--- BEGIN EXTRACTED TEXT ---

I can see an argument based on the fact that completely free information is a public good, and that completely free information creates a better quality of life for more people.  The arguments for complete freedom of information are myriad: it has the potential to touch many people who might not have access in traditionally-controlled information environments; it’s more egalitarian; free information encourages creative innovation and collaboration; and it simply doesn’t make sense to try and regulate the exchange of information in a highly networked society.  I grant all this, but the question of who has privileges over what can be attributed to individual effort and labor still troubles me.

I think that people have a right to have some control over what they produce.  As a musician, for example, I think you have every right to say, “I don’t want you downloading my stuff from other fans.”  I might think you’re stupid for saying so, and even try and convince you that going after pirates isn’t the way to do business in the industry in this day and age, but I do want to afford you some control over the music you make.  I think it’s only fair: your effort and your creativity went into producing that music, it’s yours.  What you do with it is up to you, and it’s possible that you make the wrong choice in how you handle that right.

Which is a fundamental problem with copyright as we know it.  People’s choices are limited to: do nothing, let stuff propagate organically, or be draconian about your levels of control.  As far as I’m concerned that virtually isn’t even a choice. I think you should have even more choice over how things you produce get reproduced and distributed.

I do think being copyleft lets you make room for people who are stridently anti-copyright.  After all, if we let people make their own rules of use, some people might choose to let people take their ideas and run with them.  At the very least I think copyleft policy is useful because it creates an environment where people who are committed to progressive (or nonexistent) “intellectual property” rules can bend and customize as they see fit.  The main reason I consider myself a copyleftist and not anti-copyright is because I think if you make something, or have a part in making something, you have the right to some kind of control over it — and part of that control can be to decide that you no longer have control over it.

--- END EXTRACTED TEXT ---

## GOAL 1:
Write out the copyleft essay above in full, word for word.

--- BEGIN RECORDS PROVIDED ---

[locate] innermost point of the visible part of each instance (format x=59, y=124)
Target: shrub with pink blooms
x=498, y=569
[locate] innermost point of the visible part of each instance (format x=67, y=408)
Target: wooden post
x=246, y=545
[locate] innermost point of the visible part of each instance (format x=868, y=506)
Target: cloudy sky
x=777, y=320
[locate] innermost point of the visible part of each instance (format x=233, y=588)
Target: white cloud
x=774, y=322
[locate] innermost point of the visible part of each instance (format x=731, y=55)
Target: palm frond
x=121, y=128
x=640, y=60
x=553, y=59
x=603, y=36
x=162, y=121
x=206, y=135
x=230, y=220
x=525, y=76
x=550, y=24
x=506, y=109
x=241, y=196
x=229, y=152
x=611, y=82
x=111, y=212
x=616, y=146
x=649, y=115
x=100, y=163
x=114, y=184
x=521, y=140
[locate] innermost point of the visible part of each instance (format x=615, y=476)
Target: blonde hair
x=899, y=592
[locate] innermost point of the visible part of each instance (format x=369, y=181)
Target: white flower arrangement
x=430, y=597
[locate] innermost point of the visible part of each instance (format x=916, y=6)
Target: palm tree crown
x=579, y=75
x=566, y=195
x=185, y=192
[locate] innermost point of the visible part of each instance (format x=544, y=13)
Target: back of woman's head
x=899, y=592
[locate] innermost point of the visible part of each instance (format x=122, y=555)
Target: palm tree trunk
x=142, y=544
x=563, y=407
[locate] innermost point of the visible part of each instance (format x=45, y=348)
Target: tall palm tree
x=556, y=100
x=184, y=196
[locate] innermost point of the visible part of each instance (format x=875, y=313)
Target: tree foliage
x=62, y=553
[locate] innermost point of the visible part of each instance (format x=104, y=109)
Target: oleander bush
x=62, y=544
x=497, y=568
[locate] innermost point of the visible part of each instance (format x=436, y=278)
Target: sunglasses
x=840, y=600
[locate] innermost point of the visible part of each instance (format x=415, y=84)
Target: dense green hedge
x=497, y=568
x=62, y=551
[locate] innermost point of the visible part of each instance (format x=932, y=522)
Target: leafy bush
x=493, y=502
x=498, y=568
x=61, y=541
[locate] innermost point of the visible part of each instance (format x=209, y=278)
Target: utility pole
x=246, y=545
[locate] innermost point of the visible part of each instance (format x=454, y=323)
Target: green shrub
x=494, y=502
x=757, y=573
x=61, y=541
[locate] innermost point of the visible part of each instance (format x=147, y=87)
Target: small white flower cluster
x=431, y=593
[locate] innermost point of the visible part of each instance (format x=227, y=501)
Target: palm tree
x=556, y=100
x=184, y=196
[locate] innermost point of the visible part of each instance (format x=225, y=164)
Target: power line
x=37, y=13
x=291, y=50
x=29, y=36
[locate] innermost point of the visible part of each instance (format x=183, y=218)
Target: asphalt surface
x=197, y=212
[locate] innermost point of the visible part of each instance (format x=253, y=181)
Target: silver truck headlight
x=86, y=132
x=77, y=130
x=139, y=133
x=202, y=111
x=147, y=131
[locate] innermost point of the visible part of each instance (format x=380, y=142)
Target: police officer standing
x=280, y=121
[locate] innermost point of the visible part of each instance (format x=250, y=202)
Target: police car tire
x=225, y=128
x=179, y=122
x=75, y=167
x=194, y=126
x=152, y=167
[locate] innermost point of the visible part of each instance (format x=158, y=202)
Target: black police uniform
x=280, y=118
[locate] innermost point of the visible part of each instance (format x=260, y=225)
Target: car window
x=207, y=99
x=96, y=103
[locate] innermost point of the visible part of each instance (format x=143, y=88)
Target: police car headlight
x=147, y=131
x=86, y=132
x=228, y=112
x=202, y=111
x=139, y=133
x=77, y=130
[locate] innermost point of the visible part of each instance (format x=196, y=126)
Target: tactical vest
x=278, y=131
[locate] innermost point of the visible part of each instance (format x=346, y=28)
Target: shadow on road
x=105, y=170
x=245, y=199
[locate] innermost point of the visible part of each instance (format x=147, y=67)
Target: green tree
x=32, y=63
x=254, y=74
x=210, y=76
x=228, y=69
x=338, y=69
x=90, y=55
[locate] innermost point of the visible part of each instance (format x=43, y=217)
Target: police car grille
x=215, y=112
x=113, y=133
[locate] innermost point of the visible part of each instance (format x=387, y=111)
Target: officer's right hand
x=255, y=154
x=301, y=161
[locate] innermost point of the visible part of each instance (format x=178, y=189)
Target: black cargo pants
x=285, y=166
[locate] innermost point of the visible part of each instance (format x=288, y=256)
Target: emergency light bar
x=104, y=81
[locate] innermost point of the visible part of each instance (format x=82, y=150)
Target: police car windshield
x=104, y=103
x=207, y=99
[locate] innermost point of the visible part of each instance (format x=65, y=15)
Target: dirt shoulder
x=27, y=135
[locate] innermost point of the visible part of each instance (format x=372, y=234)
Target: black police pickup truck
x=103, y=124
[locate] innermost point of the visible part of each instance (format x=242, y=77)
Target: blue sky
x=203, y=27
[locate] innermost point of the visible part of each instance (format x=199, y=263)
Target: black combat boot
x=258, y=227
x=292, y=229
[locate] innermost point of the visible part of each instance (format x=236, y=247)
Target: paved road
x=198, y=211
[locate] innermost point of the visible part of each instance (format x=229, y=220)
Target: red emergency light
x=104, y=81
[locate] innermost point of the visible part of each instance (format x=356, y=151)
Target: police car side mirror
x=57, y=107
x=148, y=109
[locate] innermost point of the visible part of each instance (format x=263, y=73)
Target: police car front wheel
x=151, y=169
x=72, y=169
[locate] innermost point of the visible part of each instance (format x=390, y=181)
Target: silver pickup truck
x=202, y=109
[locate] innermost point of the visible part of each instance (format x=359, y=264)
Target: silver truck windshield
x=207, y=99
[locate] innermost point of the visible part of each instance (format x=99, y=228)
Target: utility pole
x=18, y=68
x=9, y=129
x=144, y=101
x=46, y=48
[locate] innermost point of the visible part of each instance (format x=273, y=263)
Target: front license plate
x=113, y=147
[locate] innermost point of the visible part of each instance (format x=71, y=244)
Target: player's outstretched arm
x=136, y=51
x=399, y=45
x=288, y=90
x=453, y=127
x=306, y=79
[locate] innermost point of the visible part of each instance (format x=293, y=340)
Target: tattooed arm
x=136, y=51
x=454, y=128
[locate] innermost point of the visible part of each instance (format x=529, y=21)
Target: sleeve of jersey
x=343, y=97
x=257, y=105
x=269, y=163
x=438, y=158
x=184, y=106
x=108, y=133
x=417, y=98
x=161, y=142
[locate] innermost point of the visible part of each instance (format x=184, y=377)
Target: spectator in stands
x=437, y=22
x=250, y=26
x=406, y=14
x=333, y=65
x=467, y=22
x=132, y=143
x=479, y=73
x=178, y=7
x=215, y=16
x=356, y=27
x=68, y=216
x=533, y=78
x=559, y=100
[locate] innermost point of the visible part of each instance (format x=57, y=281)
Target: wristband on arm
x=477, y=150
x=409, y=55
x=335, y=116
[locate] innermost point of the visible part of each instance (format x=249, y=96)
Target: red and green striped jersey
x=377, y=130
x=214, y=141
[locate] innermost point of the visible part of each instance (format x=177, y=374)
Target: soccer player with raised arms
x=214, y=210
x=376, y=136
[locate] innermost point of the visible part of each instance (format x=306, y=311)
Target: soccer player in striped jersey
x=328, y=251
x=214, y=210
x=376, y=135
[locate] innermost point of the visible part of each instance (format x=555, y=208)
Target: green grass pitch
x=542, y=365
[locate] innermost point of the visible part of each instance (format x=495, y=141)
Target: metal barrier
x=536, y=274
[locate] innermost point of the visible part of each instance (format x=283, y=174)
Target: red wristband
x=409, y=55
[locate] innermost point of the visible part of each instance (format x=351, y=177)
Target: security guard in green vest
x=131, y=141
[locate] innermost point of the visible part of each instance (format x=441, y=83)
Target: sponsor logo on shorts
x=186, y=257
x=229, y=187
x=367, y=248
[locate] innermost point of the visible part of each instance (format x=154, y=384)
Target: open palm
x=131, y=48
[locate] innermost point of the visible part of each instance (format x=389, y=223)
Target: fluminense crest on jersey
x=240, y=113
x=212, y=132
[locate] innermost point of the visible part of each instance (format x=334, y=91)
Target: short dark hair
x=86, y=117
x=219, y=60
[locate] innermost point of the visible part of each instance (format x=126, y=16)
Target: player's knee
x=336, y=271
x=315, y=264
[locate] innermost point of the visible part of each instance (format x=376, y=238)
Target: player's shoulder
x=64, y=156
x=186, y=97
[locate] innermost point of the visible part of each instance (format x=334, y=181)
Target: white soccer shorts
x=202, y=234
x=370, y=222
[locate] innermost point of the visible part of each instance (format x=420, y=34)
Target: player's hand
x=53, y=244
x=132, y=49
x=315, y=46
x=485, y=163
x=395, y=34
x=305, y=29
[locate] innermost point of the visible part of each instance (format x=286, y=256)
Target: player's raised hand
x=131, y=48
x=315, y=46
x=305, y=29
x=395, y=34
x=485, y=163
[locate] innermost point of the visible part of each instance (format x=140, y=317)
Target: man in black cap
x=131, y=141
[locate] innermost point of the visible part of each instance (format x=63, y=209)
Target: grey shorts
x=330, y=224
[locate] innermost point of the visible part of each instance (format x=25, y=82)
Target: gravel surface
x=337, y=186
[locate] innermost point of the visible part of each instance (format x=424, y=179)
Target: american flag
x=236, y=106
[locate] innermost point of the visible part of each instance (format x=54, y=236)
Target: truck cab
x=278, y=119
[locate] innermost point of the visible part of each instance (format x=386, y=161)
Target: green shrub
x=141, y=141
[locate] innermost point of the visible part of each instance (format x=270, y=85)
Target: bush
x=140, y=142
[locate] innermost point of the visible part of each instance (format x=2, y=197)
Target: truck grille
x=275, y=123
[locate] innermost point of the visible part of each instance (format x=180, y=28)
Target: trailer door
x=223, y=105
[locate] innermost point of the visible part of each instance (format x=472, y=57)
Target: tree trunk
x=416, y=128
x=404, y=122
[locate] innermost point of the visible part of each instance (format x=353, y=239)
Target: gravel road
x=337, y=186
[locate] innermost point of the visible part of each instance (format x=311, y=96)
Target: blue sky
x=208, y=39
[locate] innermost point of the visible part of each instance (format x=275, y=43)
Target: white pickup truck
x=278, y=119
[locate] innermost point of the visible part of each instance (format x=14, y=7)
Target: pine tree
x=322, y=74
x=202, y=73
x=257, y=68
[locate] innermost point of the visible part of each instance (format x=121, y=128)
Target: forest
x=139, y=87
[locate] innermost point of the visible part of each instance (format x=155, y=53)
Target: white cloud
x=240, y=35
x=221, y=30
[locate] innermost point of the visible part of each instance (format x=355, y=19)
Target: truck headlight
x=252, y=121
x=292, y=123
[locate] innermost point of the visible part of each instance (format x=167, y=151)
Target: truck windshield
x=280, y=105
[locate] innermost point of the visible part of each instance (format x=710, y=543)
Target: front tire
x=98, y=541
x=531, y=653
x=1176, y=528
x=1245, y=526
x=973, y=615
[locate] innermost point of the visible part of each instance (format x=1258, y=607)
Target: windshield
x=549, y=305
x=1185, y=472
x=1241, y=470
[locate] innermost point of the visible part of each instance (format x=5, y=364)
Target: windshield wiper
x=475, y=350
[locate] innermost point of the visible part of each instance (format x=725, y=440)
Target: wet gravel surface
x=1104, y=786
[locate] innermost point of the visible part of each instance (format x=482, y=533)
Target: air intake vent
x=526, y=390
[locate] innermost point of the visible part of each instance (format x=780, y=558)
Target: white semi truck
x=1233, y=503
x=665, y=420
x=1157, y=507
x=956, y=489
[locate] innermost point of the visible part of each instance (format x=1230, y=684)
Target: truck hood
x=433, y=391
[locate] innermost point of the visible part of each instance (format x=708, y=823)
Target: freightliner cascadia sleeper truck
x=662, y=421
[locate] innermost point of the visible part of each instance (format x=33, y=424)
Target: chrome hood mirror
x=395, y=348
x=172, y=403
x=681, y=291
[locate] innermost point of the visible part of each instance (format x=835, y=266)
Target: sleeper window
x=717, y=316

--- END RECORDS PROVIDED ---

## GOAL 2:
Show each line in the entries that contains the word "surface".

## SOLUTION 1:
I can see an argument based on the fact that completely free information is a public good, and that completely free information creates a better quality of life for more people.  The arguments for complete freedom of information are myriad: it has the potential to touch many people who might not have access in traditionally-controlled information environments; it’s more egalitarian; free information encourages creative innovation and collaboration; and it simply doesn’t make sense to try and regulate the exchange of information in a highly networked society.  I grant all this, but the question of who has privileges over what can be attributed to individual effort and labor still troubles me.

I think that people have a right to have some control over what they produce.  As a musician, for example, I think you have every right to say, “I don’t want you downloading my stuff from other fans.”  I might think you’re stupid for saying so, and even try and convince you that going after pirates isn’t the way to do business in the industry in this day and age, but I do want to afford you some control over the music you make.  I think it’s only fair: your effort and your creativity went into producing that music, it’s yours.  What you do with it is up to you, and it’s possible that you make the wrong choice in how you handle that right.

Which is a fundamental problem with copyright as we know it.  People’s choices are limited to: do nothing, let stuff propagate organically, or be draconian about your levels of control.  As far as I’m concerned that virtually isn’t even a choice. I think you should have even more choice over how things you produce get reproduced and distributed.

I do think being copyleft lets you make room for people who are stridently anti-copyright.  After all, if we let people make their own rules of use, some people might choose to let people take their ideas and run with them.  At the very least I think copyleft policy is useful because it creates an environment where people who are committed to progressive (or nonexistent) “intellectual property” rules can bend and customize as they see fit.  The main reason I consider myself a copyleftist and not anti-copyright is because I think if you make something, or have a part in making something, you have the right to some kind of control over it — and part of that control can be to decide that you no longer have control over it.

## SOLUTION 2:
Target: asphalt surface
Target: gravel surface
Target: wet gravel surface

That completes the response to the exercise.